* begin Items *
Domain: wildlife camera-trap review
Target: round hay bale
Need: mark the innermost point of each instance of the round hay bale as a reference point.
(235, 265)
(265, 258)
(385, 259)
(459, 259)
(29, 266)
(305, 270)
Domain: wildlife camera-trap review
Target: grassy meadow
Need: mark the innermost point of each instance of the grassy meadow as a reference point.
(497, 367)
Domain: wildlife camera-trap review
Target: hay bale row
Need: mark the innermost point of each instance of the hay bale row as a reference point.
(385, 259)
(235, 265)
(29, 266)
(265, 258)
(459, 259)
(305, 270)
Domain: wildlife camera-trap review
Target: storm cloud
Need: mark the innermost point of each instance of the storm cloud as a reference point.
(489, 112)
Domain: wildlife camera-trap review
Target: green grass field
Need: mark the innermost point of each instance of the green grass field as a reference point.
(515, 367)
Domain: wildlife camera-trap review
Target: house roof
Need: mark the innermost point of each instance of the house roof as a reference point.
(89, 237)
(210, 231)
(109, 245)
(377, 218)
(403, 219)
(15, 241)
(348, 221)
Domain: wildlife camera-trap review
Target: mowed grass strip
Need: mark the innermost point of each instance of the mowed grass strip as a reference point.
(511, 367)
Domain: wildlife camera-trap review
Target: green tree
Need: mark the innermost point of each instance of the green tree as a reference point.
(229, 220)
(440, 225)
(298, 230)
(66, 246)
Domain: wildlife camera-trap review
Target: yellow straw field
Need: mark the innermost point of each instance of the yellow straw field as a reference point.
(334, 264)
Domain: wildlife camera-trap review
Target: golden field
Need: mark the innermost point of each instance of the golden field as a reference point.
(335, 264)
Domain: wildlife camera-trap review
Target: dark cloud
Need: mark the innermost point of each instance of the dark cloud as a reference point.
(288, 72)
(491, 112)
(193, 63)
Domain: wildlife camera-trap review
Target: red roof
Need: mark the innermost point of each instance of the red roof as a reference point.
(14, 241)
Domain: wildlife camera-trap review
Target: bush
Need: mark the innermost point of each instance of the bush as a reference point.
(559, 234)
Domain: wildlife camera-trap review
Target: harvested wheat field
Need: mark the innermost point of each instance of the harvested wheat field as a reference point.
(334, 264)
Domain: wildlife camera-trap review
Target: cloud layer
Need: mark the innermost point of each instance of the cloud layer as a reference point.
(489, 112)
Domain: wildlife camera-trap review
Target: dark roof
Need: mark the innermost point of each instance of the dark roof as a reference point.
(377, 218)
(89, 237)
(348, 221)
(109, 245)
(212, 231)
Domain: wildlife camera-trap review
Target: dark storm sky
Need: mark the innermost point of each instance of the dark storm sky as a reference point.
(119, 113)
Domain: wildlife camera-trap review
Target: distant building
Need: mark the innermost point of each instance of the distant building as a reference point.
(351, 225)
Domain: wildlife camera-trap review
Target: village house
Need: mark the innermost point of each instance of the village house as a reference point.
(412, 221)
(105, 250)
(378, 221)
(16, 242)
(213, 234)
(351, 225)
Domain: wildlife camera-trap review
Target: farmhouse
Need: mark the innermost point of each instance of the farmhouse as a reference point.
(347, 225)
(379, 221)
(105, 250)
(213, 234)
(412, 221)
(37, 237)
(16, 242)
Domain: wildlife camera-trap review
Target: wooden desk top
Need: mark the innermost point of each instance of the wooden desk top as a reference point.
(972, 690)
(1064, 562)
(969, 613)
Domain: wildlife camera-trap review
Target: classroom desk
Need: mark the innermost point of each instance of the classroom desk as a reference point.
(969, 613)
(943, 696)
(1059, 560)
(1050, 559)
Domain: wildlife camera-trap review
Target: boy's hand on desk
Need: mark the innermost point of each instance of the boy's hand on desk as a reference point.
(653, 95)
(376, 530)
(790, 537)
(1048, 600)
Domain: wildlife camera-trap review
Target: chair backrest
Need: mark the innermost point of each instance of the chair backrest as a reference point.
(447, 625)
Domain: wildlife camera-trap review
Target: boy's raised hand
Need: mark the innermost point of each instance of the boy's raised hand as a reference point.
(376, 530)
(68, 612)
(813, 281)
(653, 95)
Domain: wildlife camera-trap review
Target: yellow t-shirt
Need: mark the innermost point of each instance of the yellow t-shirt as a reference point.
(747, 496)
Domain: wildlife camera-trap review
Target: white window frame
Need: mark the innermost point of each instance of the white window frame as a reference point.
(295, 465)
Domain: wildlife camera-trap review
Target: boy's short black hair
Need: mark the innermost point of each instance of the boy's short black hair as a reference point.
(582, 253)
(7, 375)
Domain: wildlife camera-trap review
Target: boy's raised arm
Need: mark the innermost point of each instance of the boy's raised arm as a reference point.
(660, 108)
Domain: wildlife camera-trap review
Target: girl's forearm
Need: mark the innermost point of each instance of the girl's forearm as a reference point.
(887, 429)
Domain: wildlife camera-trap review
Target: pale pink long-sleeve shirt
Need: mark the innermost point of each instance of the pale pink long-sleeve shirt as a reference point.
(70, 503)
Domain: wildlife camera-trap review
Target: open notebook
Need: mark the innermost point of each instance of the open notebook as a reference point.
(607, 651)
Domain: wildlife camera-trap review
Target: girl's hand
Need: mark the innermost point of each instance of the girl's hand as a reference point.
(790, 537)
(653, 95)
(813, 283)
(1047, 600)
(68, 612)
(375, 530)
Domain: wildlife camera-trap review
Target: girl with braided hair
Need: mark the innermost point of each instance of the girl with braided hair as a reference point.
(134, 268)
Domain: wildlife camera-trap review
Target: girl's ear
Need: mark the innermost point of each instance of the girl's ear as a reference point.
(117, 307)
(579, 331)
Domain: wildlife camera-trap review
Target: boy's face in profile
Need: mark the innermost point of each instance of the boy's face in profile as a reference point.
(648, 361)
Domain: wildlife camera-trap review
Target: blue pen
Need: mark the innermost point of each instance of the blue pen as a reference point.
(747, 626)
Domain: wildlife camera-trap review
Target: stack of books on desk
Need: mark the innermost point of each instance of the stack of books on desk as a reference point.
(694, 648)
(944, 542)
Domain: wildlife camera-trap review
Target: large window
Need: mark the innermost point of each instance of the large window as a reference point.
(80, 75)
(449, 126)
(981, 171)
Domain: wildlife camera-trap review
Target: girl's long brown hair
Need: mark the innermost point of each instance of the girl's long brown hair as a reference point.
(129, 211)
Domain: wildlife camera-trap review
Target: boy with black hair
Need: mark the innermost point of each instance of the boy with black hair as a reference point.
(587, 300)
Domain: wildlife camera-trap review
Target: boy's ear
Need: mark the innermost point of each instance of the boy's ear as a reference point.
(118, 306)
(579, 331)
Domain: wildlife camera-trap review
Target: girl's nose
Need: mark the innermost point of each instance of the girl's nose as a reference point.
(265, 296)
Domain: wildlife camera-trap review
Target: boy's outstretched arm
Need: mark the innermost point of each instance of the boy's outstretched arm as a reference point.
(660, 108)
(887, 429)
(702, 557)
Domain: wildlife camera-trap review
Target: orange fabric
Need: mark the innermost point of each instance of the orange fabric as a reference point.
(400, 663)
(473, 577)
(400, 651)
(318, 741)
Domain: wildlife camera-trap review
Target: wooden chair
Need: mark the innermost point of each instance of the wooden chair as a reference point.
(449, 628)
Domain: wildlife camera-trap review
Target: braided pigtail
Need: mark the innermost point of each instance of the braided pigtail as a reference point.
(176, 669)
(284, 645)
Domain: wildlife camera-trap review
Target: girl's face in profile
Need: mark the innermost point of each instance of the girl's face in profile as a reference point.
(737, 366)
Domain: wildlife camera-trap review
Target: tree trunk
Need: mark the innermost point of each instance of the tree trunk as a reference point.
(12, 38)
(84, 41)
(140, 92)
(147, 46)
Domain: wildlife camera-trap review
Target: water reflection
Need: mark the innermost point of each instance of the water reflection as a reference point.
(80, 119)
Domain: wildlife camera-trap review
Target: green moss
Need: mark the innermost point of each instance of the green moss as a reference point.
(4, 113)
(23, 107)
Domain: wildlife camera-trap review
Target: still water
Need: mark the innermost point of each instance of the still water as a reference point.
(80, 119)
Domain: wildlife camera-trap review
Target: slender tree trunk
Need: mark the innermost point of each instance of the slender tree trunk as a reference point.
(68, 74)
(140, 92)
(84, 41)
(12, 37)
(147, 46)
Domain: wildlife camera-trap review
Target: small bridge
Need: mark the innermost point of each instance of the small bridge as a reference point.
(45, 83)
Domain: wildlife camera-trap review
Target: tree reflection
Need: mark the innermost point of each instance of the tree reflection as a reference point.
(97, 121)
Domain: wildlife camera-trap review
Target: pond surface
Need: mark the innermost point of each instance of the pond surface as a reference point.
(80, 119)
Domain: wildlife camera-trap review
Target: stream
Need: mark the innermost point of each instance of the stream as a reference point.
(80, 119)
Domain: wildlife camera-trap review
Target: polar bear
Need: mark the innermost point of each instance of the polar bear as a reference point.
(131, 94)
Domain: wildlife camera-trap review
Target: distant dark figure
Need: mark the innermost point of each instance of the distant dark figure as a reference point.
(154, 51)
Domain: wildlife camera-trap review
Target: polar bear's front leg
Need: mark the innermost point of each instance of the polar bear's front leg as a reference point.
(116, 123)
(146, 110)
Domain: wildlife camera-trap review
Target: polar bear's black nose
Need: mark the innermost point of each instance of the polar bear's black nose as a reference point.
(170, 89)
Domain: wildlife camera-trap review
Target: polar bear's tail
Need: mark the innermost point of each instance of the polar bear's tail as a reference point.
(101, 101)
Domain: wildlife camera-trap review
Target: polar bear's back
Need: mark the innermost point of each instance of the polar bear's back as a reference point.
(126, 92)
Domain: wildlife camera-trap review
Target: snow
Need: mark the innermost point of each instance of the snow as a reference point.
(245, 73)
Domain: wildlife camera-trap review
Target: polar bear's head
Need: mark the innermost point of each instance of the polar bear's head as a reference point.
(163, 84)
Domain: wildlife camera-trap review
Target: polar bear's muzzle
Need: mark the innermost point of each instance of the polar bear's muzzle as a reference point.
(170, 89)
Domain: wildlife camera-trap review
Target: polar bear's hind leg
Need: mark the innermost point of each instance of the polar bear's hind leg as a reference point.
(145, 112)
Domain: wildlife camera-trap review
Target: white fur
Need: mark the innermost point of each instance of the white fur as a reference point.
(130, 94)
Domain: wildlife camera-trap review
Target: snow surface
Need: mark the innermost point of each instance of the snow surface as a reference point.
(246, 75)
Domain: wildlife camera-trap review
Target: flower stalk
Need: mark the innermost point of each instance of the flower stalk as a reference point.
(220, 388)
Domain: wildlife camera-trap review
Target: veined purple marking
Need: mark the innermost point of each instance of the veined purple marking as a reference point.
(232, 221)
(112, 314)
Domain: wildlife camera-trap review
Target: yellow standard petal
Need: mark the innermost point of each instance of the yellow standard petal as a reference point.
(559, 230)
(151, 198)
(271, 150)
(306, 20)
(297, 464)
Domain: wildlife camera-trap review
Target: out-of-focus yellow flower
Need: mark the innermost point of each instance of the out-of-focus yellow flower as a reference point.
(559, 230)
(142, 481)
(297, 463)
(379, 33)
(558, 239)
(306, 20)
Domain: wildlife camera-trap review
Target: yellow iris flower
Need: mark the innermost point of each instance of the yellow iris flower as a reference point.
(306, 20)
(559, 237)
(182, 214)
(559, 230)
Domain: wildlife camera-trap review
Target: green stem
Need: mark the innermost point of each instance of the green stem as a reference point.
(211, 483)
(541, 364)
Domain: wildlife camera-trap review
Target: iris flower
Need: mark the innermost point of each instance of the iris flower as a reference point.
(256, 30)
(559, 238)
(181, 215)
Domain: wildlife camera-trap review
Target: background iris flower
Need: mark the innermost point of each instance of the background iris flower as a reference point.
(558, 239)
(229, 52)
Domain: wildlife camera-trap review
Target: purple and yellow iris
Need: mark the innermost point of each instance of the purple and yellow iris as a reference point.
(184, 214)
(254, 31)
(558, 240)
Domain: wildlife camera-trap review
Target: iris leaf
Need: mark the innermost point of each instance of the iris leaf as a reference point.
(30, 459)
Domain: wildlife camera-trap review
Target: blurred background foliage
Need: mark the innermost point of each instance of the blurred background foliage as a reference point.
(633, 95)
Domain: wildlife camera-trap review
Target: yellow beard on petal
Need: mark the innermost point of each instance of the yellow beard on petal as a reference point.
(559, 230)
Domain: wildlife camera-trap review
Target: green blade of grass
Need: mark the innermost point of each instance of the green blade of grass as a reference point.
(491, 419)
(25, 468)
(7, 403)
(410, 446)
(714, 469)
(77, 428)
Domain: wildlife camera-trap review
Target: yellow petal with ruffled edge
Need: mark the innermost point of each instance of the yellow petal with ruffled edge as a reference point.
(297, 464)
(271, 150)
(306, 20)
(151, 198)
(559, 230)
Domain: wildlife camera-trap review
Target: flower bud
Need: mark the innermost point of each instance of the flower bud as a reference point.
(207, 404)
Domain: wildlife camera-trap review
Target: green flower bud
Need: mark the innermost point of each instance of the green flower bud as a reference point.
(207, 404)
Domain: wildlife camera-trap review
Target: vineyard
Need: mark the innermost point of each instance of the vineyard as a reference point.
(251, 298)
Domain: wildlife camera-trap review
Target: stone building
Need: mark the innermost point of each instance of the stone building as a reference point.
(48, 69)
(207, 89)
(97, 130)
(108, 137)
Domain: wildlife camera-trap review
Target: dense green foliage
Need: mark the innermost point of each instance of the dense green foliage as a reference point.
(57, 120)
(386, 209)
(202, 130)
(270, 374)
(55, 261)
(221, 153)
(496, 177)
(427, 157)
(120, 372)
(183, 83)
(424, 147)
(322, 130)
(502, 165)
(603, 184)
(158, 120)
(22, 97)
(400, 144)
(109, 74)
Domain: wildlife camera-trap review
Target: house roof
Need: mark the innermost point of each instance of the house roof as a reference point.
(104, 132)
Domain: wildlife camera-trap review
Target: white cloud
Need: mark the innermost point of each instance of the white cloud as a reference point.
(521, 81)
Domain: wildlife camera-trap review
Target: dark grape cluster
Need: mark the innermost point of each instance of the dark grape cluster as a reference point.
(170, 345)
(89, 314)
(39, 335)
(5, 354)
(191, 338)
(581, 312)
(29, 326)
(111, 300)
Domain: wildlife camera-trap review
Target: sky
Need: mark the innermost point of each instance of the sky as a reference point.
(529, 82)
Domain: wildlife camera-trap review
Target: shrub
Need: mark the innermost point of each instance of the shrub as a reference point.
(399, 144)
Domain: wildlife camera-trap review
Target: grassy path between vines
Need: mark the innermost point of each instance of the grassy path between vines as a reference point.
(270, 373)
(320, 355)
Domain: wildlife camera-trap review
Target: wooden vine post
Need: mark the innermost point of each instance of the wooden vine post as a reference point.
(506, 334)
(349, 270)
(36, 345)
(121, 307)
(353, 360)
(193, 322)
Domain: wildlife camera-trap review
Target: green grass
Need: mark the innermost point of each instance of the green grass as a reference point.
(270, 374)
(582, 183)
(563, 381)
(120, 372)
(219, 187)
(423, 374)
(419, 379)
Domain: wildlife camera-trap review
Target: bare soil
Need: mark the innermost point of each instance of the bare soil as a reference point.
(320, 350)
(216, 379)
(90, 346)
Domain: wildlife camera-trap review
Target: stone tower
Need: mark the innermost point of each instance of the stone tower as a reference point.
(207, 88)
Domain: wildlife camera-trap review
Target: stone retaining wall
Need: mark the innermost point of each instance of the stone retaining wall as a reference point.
* end Items *
Pull out every line of the records above that contains the word "straw", and copy each one.

Written response>
Target: yellow straw field
Need: mark the innermost point of each instance of the yellow straw field as a reference point.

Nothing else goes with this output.